§ **Document excerpt**
--- START ---

The Children We Leave Behind explores a different strategy. It begins by recognising that schools work within external structures over which they have limited control. These structures (referred to as the “machinery” of schooling) include the school curriculum, standardised tests and examinations, and requirements for assessing and reporting student learning. The Children We Leave Behind reveals how this machinery progressively sorts students and leaves many behind, resulting in large numbers performing well below the expectations for their year level.
The book’s conclusion is that improved performances and reduced achievement gaps depend on transforming how learning at school is organised and success is defined. The author identifies and discusses four features of the current machinery that function as obstacles to many children’s learning and so require reform.
A curriculum that assumes students in the same year of school are about equally ready for the same learning
Most curricula are designed with the intention that teachers will teach the same content to all students at the same time for the same amount of time. Some curricula tightly specify what and when teachers should teach and every student should learn.

--- END ---

§ **Stated goal 1**
Reproduce word for word the part of the book description that begins at the words "The Children We Leave Behind explores" and ends after "their year level.".

§ **Recorded data**

--- START ---

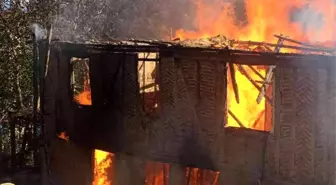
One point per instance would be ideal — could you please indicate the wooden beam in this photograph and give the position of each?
(234, 82)
(243, 71)
(256, 72)
(269, 73)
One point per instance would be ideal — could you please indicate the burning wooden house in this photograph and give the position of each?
(205, 112)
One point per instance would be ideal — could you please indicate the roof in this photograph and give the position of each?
(214, 48)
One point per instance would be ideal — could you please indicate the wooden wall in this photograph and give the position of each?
(189, 128)
(300, 151)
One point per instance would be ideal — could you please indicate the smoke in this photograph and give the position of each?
(39, 32)
(121, 19)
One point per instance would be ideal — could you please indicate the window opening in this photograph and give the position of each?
(80, 81)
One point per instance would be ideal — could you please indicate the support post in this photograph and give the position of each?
(176, 175)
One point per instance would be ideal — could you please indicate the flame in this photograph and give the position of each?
(102, 167)
(63, 136)
(264, 19)
(102, 160)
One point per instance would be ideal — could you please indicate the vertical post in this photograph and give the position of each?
(44, 148)
(13, 142)
(35, 94)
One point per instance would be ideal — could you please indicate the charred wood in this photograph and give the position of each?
(234, 82)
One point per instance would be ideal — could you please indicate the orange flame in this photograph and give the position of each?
(102, 167)
(102, 160)
(264, 19)
(63, 136)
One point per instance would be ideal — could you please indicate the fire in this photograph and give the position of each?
(309, 21)
(102, 166)
(63, 136)
(102, 160)
(301, 19)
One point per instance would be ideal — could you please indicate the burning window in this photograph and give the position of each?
(80, 81)
(156, 173)
(148, 80)
(195, 176)
(249, 97)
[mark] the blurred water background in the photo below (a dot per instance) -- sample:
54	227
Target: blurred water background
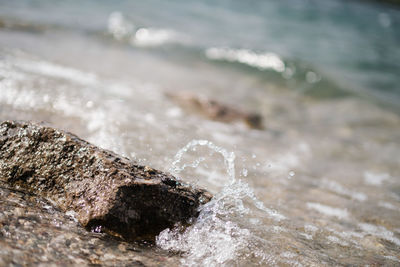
319	185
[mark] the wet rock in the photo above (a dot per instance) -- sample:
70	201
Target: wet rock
105	192
215	110
34	233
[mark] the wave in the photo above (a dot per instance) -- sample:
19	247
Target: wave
261	61
123	29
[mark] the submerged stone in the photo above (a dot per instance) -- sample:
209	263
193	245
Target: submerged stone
105	192
215	110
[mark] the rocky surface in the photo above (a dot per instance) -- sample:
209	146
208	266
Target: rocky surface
215	110
34	233
103	191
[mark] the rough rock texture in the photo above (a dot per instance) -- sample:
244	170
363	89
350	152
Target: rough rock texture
105	192
34	233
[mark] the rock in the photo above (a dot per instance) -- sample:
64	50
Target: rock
215	110
42	235
105	192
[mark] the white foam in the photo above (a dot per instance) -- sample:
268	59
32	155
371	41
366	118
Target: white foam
119	26
261	61
372	178
216	238
327	210
153	37
387	205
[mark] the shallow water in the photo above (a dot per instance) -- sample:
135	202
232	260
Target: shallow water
319	186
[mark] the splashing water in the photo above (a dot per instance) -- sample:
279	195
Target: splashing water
229	158
221	234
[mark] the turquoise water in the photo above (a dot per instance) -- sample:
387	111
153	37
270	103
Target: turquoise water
346	47
318	185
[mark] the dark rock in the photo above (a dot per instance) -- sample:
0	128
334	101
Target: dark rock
215	110
107	193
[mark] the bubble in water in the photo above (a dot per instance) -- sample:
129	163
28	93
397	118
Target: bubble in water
221	234
229	157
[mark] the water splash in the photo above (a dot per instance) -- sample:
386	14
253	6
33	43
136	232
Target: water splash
222	234
229	158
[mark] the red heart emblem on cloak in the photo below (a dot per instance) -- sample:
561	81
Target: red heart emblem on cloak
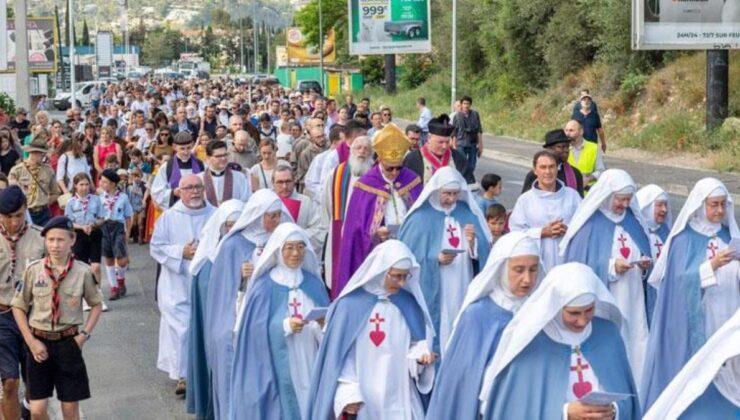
377	337
581	388
454	241
625	252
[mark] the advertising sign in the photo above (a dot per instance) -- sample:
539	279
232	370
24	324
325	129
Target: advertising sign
685	24
42	41
300	54
389	26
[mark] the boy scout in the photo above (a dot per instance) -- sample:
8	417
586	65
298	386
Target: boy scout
37	180
53	289
20	242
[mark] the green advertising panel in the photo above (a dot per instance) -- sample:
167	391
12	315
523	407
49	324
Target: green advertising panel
389	26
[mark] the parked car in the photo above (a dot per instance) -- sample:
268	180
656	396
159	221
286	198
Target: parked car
304	86
82	96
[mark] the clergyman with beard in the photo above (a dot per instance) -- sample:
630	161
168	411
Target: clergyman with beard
337	193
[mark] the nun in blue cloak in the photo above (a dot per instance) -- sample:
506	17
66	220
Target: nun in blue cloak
375	360
449	236
275	348
562	344
199	400
513	271
607	233
237	253
697	277
655	207
708	387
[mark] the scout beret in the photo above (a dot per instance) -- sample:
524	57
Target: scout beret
58	222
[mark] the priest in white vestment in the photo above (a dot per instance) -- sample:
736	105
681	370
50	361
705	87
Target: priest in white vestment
375	360
173	245
544	211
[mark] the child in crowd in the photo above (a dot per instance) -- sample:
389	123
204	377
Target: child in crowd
117	213
85	210
491	186
136	161
137	193
496	219
111	162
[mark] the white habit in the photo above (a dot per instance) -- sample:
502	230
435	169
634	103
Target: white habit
175	228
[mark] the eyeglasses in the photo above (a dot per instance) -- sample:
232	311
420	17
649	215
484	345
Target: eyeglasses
193	188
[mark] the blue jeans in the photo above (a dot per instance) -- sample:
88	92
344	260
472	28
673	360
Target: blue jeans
471	154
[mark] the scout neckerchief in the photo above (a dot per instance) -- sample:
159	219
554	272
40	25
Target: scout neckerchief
55	282
12	242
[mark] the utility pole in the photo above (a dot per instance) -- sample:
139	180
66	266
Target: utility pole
71	47
717	87
254	35
453	92
321	48
22	95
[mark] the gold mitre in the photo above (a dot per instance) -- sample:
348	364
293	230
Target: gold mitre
391	144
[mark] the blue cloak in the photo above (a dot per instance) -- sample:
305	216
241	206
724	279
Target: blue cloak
347	316
534	384
469	351
261	384
592	244
651	294
199	399
678	319
711	405
221	315
420	233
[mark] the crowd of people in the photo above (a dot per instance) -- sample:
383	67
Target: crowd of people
315	260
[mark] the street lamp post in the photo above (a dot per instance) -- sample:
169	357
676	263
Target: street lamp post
321	48
71	46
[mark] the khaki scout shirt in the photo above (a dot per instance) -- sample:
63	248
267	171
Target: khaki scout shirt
36	194
29	248
36	290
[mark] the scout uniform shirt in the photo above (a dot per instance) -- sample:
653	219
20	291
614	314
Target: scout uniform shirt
36	289
30	247
38	184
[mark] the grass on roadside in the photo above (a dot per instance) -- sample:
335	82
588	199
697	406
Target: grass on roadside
660	112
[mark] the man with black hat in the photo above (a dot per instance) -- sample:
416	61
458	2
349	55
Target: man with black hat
557	142
37	180
20	242
165	189
436	153
48	310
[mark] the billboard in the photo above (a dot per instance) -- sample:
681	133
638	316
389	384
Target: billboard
389	26
300	54
685	24
42	41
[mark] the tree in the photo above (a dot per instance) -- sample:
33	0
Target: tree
85	33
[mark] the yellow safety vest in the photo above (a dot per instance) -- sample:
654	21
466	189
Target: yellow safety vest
587	159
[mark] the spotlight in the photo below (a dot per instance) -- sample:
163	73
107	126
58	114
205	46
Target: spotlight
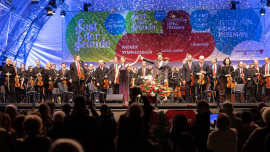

--- END ---

§ **Stated goal 2**
Pick out every line in the entries that contains the string "dark" and copy each one.

§ **Exercise solution 1**
The Children We Leave Behind explores a different strategy. It begins by recognising that schools work within external structures over which they have limited control. These structures (referred to as the “machinery” of schooling) include the school curriculum, standardised tests and examinations, and requirements for assessing and reporting student learning. The Children We Leave Behind reveals how this machinery progressively sorts students and leaves many behind, resulting in large numbers performing well below the expectations for their year level.

§ **Exercise solution 2**
[mark] the dark rock in the photo above (a dot per instance) -- sample:
Target: dark rock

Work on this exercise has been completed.